[Goal] Copy the listing from its first line through the line containing "point(184, 68)", swapping "soccer ball" for "football" and leaving everything else as it is.

[Source material]
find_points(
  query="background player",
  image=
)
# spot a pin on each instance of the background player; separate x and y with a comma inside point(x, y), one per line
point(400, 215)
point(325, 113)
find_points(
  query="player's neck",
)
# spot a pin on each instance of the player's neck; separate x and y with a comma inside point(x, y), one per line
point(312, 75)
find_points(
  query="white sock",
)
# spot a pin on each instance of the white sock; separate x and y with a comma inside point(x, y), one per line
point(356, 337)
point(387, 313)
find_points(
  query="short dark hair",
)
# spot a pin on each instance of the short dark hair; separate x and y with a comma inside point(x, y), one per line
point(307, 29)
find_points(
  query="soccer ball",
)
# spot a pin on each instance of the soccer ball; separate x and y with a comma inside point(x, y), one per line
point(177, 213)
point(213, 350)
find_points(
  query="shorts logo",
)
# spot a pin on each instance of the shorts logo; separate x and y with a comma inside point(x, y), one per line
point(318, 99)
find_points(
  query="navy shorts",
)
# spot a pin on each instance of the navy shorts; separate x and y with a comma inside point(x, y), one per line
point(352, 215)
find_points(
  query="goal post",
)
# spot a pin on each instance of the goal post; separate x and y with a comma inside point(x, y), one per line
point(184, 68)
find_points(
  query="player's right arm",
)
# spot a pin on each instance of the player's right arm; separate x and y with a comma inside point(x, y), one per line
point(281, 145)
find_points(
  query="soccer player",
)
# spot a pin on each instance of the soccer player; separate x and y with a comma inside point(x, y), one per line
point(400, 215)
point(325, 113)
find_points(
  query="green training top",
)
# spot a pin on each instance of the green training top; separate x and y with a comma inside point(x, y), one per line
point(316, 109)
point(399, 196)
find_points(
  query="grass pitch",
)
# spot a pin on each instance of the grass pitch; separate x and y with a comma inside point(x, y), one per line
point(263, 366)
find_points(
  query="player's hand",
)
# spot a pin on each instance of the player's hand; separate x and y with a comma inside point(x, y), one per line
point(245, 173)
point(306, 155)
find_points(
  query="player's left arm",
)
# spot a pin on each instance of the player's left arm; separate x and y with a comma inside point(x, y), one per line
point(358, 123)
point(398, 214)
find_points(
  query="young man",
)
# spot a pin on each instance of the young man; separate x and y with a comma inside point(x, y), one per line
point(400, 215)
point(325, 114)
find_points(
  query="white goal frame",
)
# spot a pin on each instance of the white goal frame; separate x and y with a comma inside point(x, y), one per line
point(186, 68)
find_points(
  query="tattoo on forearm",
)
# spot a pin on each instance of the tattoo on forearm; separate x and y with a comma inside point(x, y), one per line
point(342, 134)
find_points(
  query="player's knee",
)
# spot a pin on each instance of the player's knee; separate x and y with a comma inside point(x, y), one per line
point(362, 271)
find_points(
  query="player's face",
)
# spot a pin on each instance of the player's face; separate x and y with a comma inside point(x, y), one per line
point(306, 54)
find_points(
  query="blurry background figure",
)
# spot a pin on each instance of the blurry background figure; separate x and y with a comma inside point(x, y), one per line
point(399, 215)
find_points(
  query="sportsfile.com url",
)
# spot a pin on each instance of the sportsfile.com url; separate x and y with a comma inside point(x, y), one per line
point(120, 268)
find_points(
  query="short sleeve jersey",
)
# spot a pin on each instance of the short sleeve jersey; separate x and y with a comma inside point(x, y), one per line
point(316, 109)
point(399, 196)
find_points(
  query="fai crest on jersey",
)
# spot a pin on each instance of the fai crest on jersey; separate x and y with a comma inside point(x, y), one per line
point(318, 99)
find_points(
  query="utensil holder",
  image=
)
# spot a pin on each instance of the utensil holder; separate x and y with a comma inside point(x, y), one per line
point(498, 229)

[Problem solution]
find_points(
  query="background player",
  image=
)
# spot a pin on each instance of the background player; separate x and y with a comma inside point(x, y), one per line
point(400, 215)
point(325, 113)
find_points(
  query="player's neck",
)
# spot a pin on each instance of the player's neck; separate x and y with a comma inside point(x, y), one per line
point(312, 75)
find_points(
  query="white sock",
)
# spot a pin on each instance of the white sock; separate x and y with a comma inside point(x, y), one per line
point(356, 337)
point(387, 313)
find_points(
  query="short dark hair",
)
# spot a pin on each instance of the short dark hair; separate x and y with a comma inside point(x, y), one per line
point(307, 29)
find_points(
  query="football",
)
# spot a pin on each instance of the football; separate x and y with a comma inside point(x, y), one per line
point(177, 213)
point(213, 350)
find_points(
  query="shorts logo",
)
# spot a pin on each instance of the shorts logo; separate x and y with a comma inside point(x, y), one per line
point(318, 99)
find_points(
  query="navy shorts",
)
# spot a pin on each instance of the navy shorts; separate x and y with a comma inside point(x, y), one per line
point(352, 215)
find_points(
  query="goal post",
)
# spot a pin on each instance of the goal post; separate x and y with a comma inside point(x, y), one per line
point(184, 68)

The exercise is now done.